Text under study |
------------

The trick is to not book via hotel websites or Airbnb. The true ‘local westerner’ prices will be on Facebook pages (links below), where they advertise daily, weekly, as well as monthly and yearly places. We found our villa via Facebook and even though we wouldn’t recommend you to stay in the same place (horrible owners), we have seen a number of great places up there, below and above our budget. We paid 7mio IDR (roughly $500) for a month for quite a basic en-suite room, all bills incl., with internet and cleaning. The villa had a shared kitchen and pool as well. A thing to keep in mind is asking who the neighbors are. If it’s all locals – expect lots of rooster crows and dogs barking. We also had a rice field behind the house so other animals came to visit too.
Canggu Community Housing FB Group:
Canggu Nomad Girls FB Group:
Useful tip: ask about construction around the place you plan on renting, the WiFi quality, and the possible odors in the room or bathroom. We had problems with all three in almost every accommodation we rented. Wished we knew it in advance!
Traffic in Bali can get quite busy at times and the best way to get around the island is on a motorbike. If you don’t feel comfortable driving one, then you can still rent a car, but be prepared to be stuck in traffic a lot.

------------

Work instructions |
1 > Condense the paragraph of the Bali accommodation tips that begins "The trick is to not book" into a short bulleted list that keeps its main facts.
2 > Reproduce verbatim the part of the Bali accommodation tips that opens with the words "The trick is" and closes with "to visit too.".
The listing comes from a separate source.

Supplied data |

------------

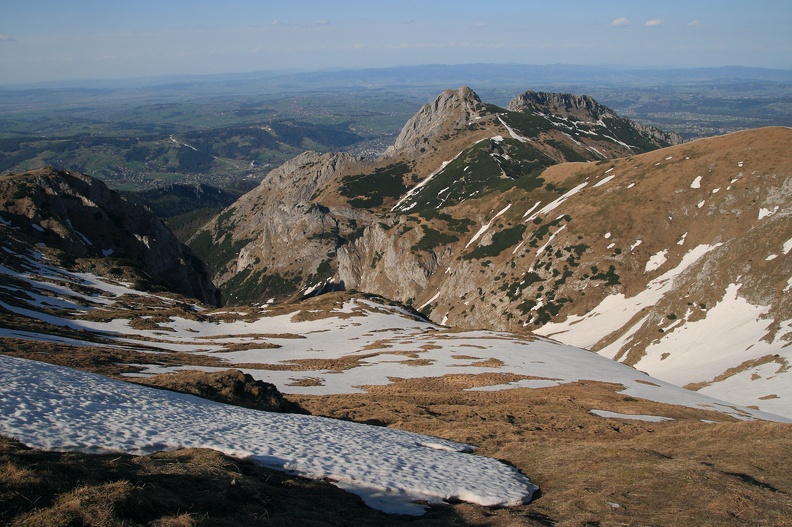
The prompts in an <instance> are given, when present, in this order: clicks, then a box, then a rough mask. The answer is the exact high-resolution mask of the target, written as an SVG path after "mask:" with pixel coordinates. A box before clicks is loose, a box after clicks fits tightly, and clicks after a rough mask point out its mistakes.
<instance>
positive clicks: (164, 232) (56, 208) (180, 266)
mask: <svg viewBox="0 0 792 527" xmlns="http://www.w3.org/2000/svg"><path fill="white" fill-rule="evenodd" d="M0 201H2V203H3V204H4V205H3V210H2V212H1V213H0V223H1V224H2V225H0V228H2V229H3V230H4V231H5V232H4V236H3V237H4V238H7V239H11V240H14V242H15V243H16V247H18V248H20V252H21V251H22V250H23V249H22V248H34V247H39V249H38V250H44V249H47V250H55V251H59V252H60V254H61V255H62V258H63V259H64V260H73V259H75V258H88V259H91V258H99V259H106V258H107V257H110V258H111V259H118V260H116V261H117V262H118V265H128V264H131V265H132V266H134V267H135V268H137V269H138V270H140V271H142V272H143V273H144V274H145V275H146V276H147V277H148V279H149V280H151V281H152V282H154V283H155V284H157V285H160V286H163V287H166V288H168V289H170V290H171V291H174V292H177V293H180V294H183V295H187V296H190V297H193V298H197V299H198V300H200V301H202V302H206V303H210V304H213V303H218V302H219V298H218V295H217V290H216V288H215V287H214V285H213V284H212V281H211V279H210V277H209V275H208V273H207V271H206V268H205V267H204V266H203V264H202V263H201V261H200V260H199V259H198V258H196V257H195V256H194V254H193V253H192V251H191V250H190V249H189V248H187V247H186V246H184V245H182V244H181V242H179V241H178V239H177V238H176V236H175V235H174V234H173V233H172V232H171V231H170V230H169V229H168V228H167V227H166V226H165V224H164V223H162V221H161V220H159V219H158V218H157V217H156V216H155V215H154V214H153V213H152V212H150V211H148V210H146V209H144V208H143V207H137V206H134V205H132V204H130V203H129V202H127V201H126V200H125V199H123V198H122V197H121V196H120V195H119V194H117V193H116V192H115V191H113V190H111V189H110V188H108V187H107V185H105V184H104V183H102V182H101V181H99V180H97V179H94V178H92V177H90V176H87V175H85V174H80V173H77V172H69V171H63V170H54V169H51V168H45V169H39V170H34V171H30V172H25V173H20V174H11V175H7V176H2V177H0ZM6 256H7V255H6ZM10 265H11V266H12V267H13V264H10Z"/></svg>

------------

Solution list |
1 >
- Don't book through hotel websites or Airbnb. The true "local westerner" prices are on Facebook pages, which advertise daily, weekly, monthly and yearly places.
- The writers found their villa on Facebook. They don't recommend that place because of its horrible owners, but they saw many great places both below and above their budget.
- They paid 7mio IDR (roughly $500) a month for a basic en-suite room. All bills, internet and cleaning were included, and the villa had a shared kitchen and pool.
- Ask who the neighbors are. If they are all locals, expect lots of rooster crows and barking dogs. A rice field behind their house also brought other animals.

2 >
The trick is to not book via hotel websites or Airbnb. The true ‘local westerner’ prices will be on Facebook pages (links below), where they advertise daily, weekly, as well as monthly and yearly places. We found our villa via Facebook and even though we wouldn’t recommend you to stay in the same place (horrible owners), we have seen a number of great places up there, below and above our budget. We paid 7mio IDR (roughly $500) for a month for quite a basic en-suite room, all bills incl., with internet and cleaning. The villa had a shared kitchen and pool as well. A thing to keep in mind is asking who the neighbors are. If it’s all locals – expect lots of rooster crows and dogs barking. We also had a rice field behind the house so other animals came to visit too.